→ Work to complete:
Each entry should be written out once more, exactly as given below.

→ Data to examine:
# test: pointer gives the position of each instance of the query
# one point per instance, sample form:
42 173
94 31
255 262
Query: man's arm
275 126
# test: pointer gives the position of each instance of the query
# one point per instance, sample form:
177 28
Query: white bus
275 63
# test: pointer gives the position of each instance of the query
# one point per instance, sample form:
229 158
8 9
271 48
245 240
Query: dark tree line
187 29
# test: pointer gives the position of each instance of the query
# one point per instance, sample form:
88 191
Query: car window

→ Task answer:
# test: pointer gives the position of each instance of the query
# one point per instance, sample form:
42 173
94 31
255 262
Query: man's arm
275 126
# test: pointer gives the position of each instance of the query
# one point per instance, sample form:
177 28
Query: white bus
275 63
# test: pointer gives the position of each instance of the query
# one point per instance, sample form:
229 158
8 9
271 48
245 240
Query: dark tree line
187 29
# test: pointer gives the position of each instance of the query
# one point per instance, sample form:
88 191
Query: car window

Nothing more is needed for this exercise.